To be done:
In the entries below, render everything from the line containing "Spot the exhaust pipe here." down to the line containing "6;36;149;202" as a Markdown table. Use a Row column for the row number and a Line column for the line, and skip blank lines.

Information given:
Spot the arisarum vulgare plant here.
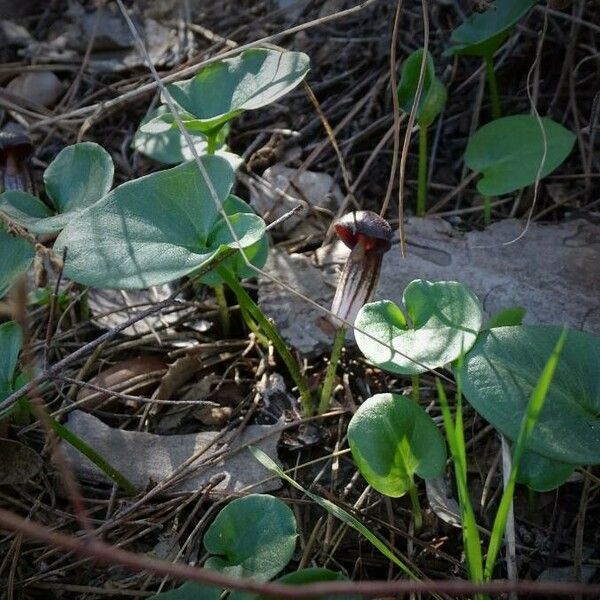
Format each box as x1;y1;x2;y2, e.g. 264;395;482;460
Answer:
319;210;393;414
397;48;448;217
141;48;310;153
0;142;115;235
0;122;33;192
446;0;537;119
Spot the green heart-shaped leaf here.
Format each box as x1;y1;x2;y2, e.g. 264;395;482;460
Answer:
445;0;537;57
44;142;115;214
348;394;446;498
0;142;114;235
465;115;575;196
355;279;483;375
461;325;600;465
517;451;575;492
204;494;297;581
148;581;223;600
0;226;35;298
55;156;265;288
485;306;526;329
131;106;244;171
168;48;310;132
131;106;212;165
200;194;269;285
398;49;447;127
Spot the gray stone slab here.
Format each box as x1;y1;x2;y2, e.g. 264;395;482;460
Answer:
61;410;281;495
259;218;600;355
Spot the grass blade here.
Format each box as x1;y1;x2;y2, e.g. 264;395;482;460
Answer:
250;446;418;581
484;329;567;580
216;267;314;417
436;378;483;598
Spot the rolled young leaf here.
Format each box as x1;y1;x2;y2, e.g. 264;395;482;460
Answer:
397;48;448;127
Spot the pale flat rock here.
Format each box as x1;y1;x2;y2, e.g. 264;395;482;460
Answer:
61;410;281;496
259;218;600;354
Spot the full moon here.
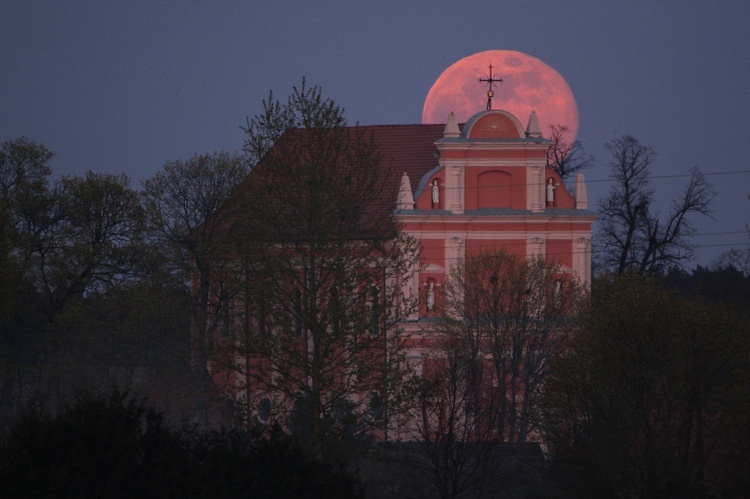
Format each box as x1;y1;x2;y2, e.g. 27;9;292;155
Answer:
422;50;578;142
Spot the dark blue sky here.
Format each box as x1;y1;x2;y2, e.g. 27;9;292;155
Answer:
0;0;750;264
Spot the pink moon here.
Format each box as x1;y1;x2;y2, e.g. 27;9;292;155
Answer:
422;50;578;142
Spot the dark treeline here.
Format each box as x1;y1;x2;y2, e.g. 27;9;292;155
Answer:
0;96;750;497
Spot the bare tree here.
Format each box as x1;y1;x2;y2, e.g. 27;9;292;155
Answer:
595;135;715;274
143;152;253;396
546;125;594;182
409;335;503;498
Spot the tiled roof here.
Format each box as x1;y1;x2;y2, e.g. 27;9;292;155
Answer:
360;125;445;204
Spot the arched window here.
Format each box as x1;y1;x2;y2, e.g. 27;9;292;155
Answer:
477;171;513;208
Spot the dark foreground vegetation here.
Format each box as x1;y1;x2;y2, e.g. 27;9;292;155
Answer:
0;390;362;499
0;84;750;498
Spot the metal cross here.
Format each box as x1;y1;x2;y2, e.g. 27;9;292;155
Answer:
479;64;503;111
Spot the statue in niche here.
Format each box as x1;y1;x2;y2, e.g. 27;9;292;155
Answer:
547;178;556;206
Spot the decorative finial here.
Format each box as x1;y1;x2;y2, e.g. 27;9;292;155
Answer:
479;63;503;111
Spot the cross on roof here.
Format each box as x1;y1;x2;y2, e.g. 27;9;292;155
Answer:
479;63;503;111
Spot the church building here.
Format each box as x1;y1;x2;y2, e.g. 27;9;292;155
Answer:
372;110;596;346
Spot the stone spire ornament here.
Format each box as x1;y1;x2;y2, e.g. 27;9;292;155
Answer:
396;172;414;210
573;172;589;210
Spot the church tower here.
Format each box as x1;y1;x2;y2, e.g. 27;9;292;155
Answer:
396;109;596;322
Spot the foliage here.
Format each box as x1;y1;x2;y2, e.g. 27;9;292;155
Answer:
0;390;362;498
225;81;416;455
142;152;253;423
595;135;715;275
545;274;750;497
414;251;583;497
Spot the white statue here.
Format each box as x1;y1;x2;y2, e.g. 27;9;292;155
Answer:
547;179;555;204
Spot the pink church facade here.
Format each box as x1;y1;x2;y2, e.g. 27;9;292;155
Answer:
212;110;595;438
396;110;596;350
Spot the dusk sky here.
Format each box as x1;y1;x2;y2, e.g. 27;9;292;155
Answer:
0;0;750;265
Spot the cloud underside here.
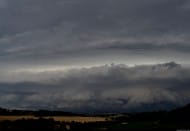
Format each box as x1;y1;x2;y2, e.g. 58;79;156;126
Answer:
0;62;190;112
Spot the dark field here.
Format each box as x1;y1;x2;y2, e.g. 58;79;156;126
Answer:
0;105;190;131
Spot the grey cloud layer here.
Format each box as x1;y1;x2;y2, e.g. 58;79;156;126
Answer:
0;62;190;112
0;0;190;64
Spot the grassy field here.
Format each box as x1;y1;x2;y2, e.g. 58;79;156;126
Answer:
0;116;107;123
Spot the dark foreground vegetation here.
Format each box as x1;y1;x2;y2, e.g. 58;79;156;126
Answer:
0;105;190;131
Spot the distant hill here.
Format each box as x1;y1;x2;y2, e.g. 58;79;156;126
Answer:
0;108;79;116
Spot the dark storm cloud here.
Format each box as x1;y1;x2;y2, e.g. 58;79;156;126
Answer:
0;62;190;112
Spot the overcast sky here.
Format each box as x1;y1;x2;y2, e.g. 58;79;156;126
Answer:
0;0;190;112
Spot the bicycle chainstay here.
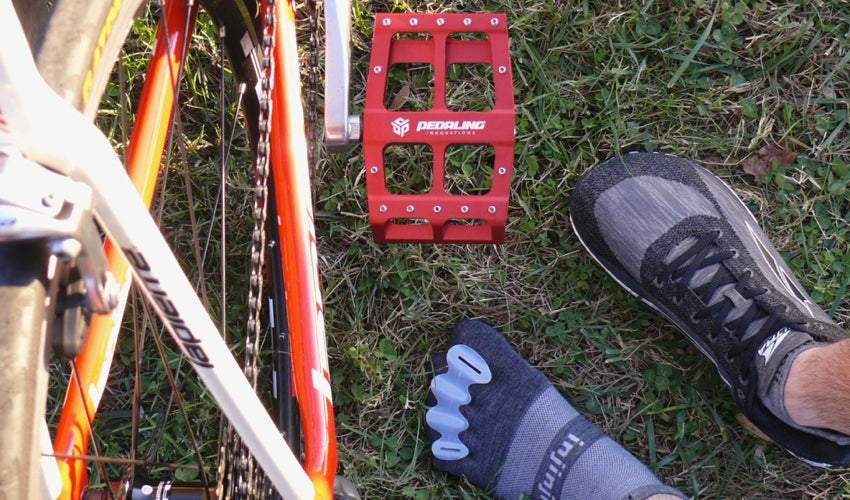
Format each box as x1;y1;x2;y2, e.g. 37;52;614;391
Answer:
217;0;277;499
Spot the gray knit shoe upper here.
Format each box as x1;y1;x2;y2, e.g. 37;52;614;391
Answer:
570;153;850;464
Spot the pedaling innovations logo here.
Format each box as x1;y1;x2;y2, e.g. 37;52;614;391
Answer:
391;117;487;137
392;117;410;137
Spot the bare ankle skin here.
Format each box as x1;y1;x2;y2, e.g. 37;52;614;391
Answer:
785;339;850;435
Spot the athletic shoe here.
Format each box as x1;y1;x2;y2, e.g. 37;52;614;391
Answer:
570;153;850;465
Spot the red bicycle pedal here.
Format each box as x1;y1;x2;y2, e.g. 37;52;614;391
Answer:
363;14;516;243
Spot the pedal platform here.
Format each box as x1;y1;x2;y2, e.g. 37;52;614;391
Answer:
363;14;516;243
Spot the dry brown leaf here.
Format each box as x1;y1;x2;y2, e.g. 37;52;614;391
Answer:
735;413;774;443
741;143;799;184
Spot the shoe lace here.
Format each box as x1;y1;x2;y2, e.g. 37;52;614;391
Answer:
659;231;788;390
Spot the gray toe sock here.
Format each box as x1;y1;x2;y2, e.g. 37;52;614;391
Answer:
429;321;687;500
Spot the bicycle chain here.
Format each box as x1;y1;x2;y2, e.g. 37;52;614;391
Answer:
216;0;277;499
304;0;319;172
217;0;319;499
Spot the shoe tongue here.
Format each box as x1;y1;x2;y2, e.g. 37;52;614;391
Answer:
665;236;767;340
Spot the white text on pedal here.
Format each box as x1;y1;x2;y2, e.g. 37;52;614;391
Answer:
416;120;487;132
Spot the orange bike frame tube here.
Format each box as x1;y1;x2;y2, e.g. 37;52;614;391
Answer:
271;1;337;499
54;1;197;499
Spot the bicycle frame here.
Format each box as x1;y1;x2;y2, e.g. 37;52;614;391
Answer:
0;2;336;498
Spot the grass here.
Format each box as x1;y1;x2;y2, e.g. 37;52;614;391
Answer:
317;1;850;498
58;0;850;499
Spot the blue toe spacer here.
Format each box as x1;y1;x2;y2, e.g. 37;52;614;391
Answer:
---
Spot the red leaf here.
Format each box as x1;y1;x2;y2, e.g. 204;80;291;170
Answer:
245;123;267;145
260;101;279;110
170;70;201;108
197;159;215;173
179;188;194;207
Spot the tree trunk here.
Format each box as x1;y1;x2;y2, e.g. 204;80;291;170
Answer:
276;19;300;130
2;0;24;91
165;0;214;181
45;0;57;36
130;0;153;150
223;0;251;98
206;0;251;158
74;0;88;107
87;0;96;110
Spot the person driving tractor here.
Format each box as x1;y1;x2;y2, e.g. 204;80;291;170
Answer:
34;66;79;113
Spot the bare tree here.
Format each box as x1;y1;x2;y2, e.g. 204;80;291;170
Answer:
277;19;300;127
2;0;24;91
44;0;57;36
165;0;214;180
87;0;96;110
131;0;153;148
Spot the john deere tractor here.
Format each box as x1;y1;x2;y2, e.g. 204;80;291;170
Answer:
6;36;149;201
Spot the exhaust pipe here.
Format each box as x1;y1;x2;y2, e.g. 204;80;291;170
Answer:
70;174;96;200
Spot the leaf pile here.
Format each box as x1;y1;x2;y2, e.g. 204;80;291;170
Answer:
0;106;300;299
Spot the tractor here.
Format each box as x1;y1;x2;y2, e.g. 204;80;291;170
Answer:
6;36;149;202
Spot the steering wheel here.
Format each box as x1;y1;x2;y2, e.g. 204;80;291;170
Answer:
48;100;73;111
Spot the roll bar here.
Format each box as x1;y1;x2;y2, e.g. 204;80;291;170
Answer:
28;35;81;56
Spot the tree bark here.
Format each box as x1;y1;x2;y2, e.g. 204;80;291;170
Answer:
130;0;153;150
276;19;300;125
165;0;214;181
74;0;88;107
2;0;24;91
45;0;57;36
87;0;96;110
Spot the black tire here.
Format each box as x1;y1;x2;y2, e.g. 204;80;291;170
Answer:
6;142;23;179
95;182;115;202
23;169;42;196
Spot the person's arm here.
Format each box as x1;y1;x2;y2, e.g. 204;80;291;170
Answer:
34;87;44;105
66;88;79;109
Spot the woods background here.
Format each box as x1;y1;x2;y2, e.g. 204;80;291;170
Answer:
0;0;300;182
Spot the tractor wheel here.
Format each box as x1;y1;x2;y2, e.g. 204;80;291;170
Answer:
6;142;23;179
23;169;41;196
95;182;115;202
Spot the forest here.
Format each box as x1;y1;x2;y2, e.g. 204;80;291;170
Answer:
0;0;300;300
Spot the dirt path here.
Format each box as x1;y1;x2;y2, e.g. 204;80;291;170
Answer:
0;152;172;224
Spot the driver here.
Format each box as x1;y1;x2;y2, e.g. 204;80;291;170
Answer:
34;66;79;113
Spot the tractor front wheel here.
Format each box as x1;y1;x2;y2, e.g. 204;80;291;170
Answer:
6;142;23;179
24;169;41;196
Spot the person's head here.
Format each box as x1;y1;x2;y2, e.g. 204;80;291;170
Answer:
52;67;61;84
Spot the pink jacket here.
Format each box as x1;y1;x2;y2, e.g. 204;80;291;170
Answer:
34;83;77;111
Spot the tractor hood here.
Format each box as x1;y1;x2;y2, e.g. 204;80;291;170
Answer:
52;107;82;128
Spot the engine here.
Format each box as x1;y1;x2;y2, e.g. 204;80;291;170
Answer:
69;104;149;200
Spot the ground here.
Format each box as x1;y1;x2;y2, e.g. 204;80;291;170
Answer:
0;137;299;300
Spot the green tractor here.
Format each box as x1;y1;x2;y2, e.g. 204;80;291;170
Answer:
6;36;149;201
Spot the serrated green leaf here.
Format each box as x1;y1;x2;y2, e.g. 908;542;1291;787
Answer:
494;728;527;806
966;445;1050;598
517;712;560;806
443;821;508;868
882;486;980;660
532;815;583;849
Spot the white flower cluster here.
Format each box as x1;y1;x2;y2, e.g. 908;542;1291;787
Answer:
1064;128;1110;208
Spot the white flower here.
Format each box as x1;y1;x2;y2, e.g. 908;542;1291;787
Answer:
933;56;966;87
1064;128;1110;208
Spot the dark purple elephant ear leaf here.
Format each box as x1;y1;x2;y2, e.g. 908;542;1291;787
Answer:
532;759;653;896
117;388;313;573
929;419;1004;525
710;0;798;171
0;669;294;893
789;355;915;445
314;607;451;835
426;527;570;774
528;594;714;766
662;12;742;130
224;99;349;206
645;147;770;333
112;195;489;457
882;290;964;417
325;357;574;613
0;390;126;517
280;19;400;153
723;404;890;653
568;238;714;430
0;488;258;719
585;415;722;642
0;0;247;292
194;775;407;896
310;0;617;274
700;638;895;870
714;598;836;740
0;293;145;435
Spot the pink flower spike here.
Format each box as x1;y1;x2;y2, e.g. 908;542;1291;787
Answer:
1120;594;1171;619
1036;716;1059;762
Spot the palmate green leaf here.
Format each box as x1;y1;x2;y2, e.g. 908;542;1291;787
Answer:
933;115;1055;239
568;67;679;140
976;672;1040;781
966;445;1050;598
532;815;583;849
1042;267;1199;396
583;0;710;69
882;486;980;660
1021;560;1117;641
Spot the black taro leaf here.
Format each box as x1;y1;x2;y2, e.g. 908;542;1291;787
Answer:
--
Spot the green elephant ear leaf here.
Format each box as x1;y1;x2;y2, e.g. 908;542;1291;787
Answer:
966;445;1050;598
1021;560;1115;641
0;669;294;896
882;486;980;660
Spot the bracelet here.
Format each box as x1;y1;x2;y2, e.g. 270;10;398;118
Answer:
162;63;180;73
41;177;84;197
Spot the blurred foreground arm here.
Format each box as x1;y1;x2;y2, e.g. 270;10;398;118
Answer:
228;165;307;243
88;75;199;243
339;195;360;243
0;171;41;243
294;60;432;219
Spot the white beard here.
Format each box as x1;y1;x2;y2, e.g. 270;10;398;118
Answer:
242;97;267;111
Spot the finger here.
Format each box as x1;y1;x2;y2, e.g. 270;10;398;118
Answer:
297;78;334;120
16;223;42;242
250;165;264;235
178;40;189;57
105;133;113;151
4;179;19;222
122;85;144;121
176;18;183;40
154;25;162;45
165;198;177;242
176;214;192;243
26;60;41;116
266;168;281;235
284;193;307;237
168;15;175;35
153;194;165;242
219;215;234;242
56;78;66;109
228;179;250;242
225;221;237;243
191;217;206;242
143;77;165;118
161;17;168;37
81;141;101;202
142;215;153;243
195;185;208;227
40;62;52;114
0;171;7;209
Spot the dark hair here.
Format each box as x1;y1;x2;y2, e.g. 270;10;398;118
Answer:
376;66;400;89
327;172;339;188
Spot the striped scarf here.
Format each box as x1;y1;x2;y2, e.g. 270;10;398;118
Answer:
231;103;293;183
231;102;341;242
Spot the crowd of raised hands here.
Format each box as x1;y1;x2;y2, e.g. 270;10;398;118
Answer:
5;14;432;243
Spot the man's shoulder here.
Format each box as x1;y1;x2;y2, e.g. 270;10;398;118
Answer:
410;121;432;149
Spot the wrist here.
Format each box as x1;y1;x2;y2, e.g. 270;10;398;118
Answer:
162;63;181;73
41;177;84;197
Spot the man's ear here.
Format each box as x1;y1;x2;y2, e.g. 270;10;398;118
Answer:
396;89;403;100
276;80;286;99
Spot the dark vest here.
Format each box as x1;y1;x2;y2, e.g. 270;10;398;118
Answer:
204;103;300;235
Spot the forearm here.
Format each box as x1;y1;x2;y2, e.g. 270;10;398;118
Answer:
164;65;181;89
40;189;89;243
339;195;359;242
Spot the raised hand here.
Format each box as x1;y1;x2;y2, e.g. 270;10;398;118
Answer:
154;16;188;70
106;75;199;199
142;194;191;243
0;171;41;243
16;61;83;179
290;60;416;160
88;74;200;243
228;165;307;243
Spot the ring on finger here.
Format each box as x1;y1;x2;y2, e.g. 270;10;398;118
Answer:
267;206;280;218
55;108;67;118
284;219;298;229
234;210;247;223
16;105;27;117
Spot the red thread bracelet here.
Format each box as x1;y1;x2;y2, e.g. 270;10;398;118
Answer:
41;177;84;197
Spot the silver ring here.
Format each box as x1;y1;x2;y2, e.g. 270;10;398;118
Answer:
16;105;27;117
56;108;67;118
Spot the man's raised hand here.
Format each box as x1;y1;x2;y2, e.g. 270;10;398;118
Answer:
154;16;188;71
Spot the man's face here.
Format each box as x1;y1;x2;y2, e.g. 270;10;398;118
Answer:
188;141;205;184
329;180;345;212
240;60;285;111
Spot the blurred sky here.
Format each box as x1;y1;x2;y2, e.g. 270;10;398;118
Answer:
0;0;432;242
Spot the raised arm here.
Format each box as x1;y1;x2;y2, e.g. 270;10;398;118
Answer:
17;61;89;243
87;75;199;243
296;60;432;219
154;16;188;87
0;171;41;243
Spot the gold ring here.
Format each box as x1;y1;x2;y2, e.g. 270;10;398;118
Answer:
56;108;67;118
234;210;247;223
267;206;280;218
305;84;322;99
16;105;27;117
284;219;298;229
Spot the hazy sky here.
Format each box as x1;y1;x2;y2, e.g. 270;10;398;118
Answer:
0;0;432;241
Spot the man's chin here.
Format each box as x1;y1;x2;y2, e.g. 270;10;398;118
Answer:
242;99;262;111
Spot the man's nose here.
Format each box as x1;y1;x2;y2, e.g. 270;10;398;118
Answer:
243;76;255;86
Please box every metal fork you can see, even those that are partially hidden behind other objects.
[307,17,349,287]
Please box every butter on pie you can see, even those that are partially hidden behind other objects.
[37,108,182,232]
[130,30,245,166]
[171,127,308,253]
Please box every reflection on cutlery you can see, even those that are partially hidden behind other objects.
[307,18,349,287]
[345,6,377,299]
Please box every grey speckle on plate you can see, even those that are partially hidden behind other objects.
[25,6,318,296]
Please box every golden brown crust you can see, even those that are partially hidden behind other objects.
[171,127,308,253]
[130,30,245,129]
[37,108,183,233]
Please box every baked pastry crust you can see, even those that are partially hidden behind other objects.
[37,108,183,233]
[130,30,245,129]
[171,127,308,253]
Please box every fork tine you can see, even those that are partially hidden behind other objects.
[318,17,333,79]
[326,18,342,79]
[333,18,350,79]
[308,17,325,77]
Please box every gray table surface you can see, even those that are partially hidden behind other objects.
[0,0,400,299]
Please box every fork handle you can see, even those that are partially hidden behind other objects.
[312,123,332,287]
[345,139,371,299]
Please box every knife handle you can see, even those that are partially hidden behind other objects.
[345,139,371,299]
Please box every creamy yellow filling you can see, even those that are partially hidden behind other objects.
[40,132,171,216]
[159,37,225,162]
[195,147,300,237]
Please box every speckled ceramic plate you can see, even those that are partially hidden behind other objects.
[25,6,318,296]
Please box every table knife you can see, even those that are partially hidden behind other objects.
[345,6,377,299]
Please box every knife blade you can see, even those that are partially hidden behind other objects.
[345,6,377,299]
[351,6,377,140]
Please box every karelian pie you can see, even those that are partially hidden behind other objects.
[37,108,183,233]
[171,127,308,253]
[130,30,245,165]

Output below:
| Row | Line |
|---|---|
| 1 | Spot the exhaust pipe here. |
| 2 | Format each box as x1;y1;x2;y2, e.g. 204;80;291;170 |
| 3 | Answer: |
| 4 | 70;174;96;200 |
| 5 | Spot the leaf pile here. |
| 6 | Format each box as x1;y1;x2;y2, e.g. 204;80;291;170 |
| 7 | Answer: |
| 8 | 0;106;300;299 |
| 9 | Spot the tractor here. |
| 10 | Format each box as x1;y1;x2;y2, e.g. 204;80;291;170 |
| 11 | Answer: |
| 12 | 6;36;149;202 |